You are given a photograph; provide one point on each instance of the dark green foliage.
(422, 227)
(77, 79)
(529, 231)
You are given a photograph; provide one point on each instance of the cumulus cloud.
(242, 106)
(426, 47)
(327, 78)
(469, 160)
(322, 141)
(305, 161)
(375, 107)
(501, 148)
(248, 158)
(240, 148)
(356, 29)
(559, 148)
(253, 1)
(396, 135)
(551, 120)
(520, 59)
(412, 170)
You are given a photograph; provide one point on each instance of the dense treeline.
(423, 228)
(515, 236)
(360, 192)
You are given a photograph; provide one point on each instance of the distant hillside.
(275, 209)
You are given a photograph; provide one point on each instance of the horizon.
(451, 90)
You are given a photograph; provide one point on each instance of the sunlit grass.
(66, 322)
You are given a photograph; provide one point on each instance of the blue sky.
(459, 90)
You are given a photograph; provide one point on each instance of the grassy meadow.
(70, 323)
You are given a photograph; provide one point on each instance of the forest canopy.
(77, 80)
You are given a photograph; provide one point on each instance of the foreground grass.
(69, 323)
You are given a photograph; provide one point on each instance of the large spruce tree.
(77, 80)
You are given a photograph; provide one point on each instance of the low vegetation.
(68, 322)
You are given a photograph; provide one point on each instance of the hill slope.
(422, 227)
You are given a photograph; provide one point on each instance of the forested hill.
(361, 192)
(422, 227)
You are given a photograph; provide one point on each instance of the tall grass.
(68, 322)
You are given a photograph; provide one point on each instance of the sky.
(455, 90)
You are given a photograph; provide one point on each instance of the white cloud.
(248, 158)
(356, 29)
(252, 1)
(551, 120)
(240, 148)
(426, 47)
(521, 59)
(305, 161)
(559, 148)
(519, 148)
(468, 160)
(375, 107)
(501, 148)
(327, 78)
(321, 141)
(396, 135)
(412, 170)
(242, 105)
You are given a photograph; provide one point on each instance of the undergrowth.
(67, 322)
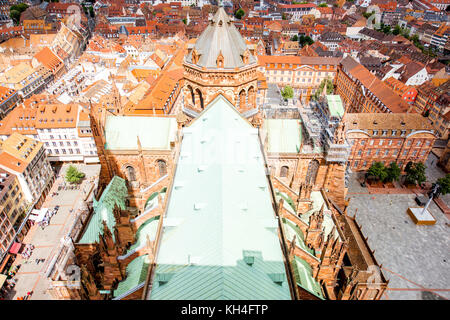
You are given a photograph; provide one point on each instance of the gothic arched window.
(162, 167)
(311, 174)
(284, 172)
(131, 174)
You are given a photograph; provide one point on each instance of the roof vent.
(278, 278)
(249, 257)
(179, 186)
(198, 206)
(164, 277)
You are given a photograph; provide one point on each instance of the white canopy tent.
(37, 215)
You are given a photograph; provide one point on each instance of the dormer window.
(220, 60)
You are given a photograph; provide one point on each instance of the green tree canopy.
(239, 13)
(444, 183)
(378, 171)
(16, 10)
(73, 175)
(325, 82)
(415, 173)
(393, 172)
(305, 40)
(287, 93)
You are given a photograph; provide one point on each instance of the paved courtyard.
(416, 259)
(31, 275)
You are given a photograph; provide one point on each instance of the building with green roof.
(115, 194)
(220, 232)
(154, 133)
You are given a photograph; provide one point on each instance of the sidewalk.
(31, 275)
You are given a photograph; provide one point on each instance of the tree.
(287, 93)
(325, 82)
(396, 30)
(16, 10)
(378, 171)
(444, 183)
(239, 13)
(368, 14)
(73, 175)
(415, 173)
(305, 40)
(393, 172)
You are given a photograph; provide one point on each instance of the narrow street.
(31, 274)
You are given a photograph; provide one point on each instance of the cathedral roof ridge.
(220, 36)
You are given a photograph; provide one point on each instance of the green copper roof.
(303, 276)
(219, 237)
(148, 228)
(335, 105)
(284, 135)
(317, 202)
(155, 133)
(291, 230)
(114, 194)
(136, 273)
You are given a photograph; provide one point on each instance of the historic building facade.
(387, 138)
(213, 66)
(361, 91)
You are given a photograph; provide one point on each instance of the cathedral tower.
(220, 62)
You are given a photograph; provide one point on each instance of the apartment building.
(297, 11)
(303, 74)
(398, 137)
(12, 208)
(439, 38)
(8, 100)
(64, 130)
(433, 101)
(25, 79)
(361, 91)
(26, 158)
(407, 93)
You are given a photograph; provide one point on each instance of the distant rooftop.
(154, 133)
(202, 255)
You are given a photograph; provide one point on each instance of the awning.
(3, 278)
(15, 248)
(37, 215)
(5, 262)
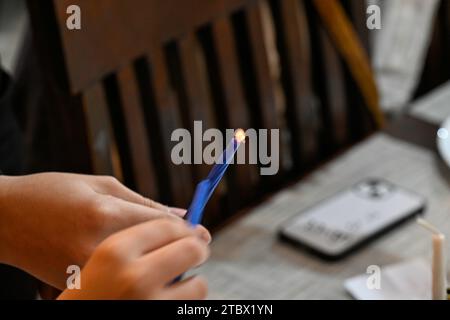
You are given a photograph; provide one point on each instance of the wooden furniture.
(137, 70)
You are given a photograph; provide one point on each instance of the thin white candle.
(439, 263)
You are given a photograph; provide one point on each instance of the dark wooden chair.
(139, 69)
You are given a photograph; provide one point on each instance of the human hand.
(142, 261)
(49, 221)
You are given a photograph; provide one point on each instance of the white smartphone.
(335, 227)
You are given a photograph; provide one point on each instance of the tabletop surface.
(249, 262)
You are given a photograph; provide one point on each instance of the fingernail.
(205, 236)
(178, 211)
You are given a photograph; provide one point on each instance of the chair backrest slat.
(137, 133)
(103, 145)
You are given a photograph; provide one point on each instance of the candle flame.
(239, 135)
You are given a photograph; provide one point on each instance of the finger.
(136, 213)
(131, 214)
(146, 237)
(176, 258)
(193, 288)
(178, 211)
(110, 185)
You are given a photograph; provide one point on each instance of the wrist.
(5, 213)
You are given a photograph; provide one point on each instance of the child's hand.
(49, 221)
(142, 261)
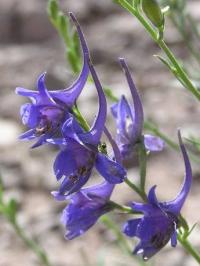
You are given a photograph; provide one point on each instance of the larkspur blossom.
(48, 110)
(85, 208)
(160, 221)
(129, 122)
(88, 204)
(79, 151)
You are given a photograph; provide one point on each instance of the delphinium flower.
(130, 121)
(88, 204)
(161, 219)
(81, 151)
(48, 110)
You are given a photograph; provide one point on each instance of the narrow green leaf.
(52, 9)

---+---

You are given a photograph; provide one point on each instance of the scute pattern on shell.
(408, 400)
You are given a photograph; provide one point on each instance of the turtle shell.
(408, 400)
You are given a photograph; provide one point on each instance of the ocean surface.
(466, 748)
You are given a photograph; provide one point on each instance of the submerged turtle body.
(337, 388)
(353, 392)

---+---

- _STATED PROBLEM_: Pull out each line in the items above that contains the string "hand", copying the lines in full.

- _OUTPUT OF THE EXERCISE_:
You are given a photograph; provide one point on each instance of the human hand.
You are given a photograph; provide one point on each instance of the child's hand.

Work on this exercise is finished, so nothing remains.